- [WORK INSTRUCTIONS]:
Go through the lines below and transcribe each one exactly.
AVAILABLE DATA Start Marker
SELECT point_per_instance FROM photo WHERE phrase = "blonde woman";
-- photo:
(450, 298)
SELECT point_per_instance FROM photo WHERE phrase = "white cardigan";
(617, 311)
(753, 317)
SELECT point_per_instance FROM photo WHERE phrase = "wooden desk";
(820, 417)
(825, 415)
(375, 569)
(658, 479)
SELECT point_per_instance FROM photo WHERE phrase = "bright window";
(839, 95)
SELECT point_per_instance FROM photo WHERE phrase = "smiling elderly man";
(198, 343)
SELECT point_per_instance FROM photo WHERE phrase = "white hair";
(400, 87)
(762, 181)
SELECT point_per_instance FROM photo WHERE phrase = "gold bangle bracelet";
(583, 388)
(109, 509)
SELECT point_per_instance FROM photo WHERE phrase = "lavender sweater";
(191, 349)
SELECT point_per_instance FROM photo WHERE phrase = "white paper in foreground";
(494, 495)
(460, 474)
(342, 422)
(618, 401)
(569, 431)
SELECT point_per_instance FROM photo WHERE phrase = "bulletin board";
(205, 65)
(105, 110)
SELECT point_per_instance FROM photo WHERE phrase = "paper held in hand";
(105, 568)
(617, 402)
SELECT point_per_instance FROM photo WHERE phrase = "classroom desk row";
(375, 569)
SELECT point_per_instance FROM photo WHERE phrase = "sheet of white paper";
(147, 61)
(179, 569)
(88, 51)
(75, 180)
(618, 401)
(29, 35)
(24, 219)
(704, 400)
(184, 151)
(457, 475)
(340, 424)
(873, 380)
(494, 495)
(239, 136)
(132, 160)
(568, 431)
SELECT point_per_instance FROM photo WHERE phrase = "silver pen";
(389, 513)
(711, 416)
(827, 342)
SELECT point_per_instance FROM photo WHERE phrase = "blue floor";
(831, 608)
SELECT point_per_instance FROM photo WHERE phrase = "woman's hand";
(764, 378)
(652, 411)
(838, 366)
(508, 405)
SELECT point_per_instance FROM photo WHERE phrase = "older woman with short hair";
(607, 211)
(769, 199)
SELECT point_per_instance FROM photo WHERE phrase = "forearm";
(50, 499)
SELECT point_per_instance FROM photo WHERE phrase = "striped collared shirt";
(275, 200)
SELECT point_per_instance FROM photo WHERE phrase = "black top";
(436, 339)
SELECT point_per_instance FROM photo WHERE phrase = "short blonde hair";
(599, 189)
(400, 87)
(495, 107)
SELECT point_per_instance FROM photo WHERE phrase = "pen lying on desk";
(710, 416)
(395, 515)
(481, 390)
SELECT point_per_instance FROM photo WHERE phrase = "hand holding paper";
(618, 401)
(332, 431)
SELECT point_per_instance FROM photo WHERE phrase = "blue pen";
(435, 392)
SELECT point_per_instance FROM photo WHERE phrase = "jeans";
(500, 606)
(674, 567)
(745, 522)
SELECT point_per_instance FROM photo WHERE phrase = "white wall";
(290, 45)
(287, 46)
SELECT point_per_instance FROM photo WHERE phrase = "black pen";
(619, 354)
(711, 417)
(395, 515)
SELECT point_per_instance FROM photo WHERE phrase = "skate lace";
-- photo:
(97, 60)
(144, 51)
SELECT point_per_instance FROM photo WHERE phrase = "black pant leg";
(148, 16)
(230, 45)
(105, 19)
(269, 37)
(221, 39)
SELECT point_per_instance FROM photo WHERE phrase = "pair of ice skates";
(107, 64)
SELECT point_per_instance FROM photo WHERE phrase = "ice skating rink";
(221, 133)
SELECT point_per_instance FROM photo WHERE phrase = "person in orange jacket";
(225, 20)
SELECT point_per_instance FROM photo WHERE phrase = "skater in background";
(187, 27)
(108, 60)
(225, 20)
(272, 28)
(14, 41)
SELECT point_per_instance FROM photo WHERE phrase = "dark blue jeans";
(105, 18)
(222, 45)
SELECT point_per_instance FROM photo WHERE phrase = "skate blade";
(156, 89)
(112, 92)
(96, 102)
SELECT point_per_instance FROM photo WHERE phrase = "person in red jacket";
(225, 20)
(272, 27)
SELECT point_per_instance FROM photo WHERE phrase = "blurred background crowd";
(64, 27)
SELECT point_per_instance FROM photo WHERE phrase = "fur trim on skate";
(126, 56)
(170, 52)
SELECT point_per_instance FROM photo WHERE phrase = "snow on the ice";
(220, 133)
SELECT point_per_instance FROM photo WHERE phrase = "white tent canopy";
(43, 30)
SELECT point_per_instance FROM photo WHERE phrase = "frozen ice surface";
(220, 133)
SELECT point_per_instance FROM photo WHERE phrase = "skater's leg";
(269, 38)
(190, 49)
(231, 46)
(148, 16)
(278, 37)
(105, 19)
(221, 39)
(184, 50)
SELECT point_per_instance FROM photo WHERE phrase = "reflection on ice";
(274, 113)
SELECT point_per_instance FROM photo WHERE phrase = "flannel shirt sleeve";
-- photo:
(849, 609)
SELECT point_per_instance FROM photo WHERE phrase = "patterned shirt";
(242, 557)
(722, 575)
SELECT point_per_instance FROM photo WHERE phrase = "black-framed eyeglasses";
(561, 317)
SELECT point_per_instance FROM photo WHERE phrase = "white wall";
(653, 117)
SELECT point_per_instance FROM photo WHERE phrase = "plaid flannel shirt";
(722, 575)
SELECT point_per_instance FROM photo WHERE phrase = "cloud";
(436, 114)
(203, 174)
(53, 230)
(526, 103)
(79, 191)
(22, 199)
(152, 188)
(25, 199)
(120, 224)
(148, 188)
AVAILABLE DATA End Marker
- [WRITTEN SOLUTION]:
SELECT point_per_instance FROM photo WHERE phrase = "blonde woman";
-- photo:
(450, 298)
SELECT point_per_instance FROM photo WHERE phrase = "white cardigan";
(617, 311)
(753, 317)
SELECT point_per_instance FROM photo WHERE phrase = "wooden desk";
(820, 417)
(825, 415)
(375, 569)
(658, 479)
SELECT point_per_instance FROM photo WHERE phrase = "bright window";
(839, 95)
SELECT point_per_instance FROM photo WHERE phrase = "smiling elderly man";
(198, 343)
SELECT point_per_instance FROM photo WHERE phrase = "white hair";
(400, 87)
(762, 181)
SELECT point_per_instance FROM photo WHERE phrase = "gold bangle bracelet";
(583, 388)
(109, 509)
SELECT point_per_instance FROM photo WHERE phrase = "lavender sweater";
(191, 349)
SELECT point_per_instance FROM photo WHERE phrase = "white paper in foreground";
(494, 495)
(460, 474)
(342, 422)
(618, 401)
(569, 431)
SELECT point_per_instance FROM photo WHERE phrase = "bulletin board";
(205, 65)
(105, 110)
SELECT point_per_instance FROM photo WHERE phrase = "paper held in hand";
(105, 568)
(617, 402)
SELECT point_per_instance FROM photo WHERE phrase = "classroom desk row";
(375, 569)
SELECT point_per_instance FROM photo WHERE phrase = "sheet of white paper";
(147, 61)
(179, 569)
(88, 51)
(75, 180)
(618, 401)
(29, 35)
(24, 219)
(704, 400)
(184, 151)
(457, 475)
(340, 424)
(873, 380)
(494, 495)
(239, 136)
(132, 160)
(568, 431)
SELECT point_per_instance FROM photo WHERE phrase = "silver pen";
(389, 513)
(711, 416)
(827, 342)
SELECT point_per_instance FROM photo WHERE phrase = "blue floor";
(831, 608)
SELECT point_per_instance FROM photo WHERE phrase = "woman's hand";
(764, 378)
(652, 411)
(838, 366)
(508, 405)
SELECT point_per_instance FROM photo WHERE phrase = "older woman with short hair";
(607, 211)
(769, 199)
SELECT point_per_instance FROM photo WHERE phrase = "forearm";
(50, 499)
SELECT point_per_instance FROM photo WHERE phrase = "striped collared shirt";
(275, 200)
SELECT point_per_instance FROM photo WHERE phrase = "black top";
(436, 339)
SELECT point_per_instance FROM photo WHERE phrase = "short blonde hair";
(599, 189)
(400, 87)
(495, 107)
SELECT point_per_instance FROM photo WHERE phrase = "pen lying on desk";
(710, 416)
(395, 515)
(481, 390)
SELECT point_per_instance FROM photo WHERE phrase = "hand holding paper";
(618, 401)
(332, 431)
SELECT point_per_instance FROM photo WHERE phrase = "blue pen";
(435, 392)
SELECT point_per_instance FROM photo WHERE phrase = "jeans";
(500, 606)
(674, 567)
(745, 522)
SELECT point_per_instance FROM photo WHERE phrase = "white wall";
(290, 45)
(287, 46)
SELECT point_per_instance FROM photo WHERE phrase = "black pen";
(619, 354)
(711, 417)
(395, 515)
SELECT point_per_instance FROM photo WHERE phrase = "skate lace";
-- photo:
(97, 60)
(144, 51)
SELECT point_per_instance FROM photo WHERE phrase = "black pant leg";
(148, 16)
(230, 45)
(105, 19)
(269, 37)
(221, 39)
SELECT point_per_instance FROM photo WHERE phrase = "pair of ice skates";
(107, 64)
SELECT point_per_instance FROM photo WHERE phrase = "ice skating rink";
(221, 133)
SELECT point_per_instance FROM photo WHERE phrase = "person in orange jacket";
(225, 20)
SELECT point_per_instance FROM photo WHERE phrase = "skater in background";
(187, 27)
(108, 60)
(225, 20)
(272, 28)
(14, 41)
SELECT point_per_instance FROM photo WHERE phrase = "dark blue jeans";
(105, 18)
(222, 45)
SELECT point_per_instance FROM photo WHERE phrase = "skate blade";
(156, 89)
(112, 92)
(96, 102)
SELECT point_per_instance FROM photo WHERE phrase = "person in red jacket";
(225, 20)
(272, 27)
SELECT point_per_instance FROM photo WHERE phrase = "blurred background crowd";
(64, 27)
SELECT point_per_instance FROM photo WHERE phrase = "fur trim on skate";
(126, 56)
(170, 52)
SELECT point_per_instance FROM photo WHERE phrase = "snow on the ice";
(220, 133)
SELECT point_per_instance FROM photo WHERE phrase = "white tent canopy";
(43, 30)
SELECT point_per_instance FROM photo WHERE phrase = "frozen ice surface";
(220, 133)
SELECT point_per_instance FROM photo WHERE phrase = "skater's leg";
(269, 38)
(190, 49)
(231, 46)
(148, 16)
(278, 37)
(105, 19)
(221, 39)
(184, 50)
SELECT point_per_instance FROM photo WHERE phrase = "reflection on ice";
(274, 113)
SELECT point_per_instance FROM photo WHERE phrase = "flannel shirt sleeve";
-- photo:
(849, 609)
SELECT point_per_instance FROM photo WHERE phrase = "patterned shirt";
(242, 557)
(722, 575)
SELECT point_per_instance FROM photo WHERE phrase = "black-framed eyeglasses";
(561, 317)
SELECT point_per_instance FROM photo WHERE phrase = "white wall";
(653, 117)
SELECT point_per_instance FROM photo WHERE phrase = "plaid flannel shirt";
(722, 575)
SELECT point_per_instance FROM photo WHERE phrase = "cloud";
(436, 114)
(203, 174)
(53, 230)
(526, 103)
(79, 191)
(22, 199)
(152, 188)
(25, 199)
(120, 224)
(148, 188)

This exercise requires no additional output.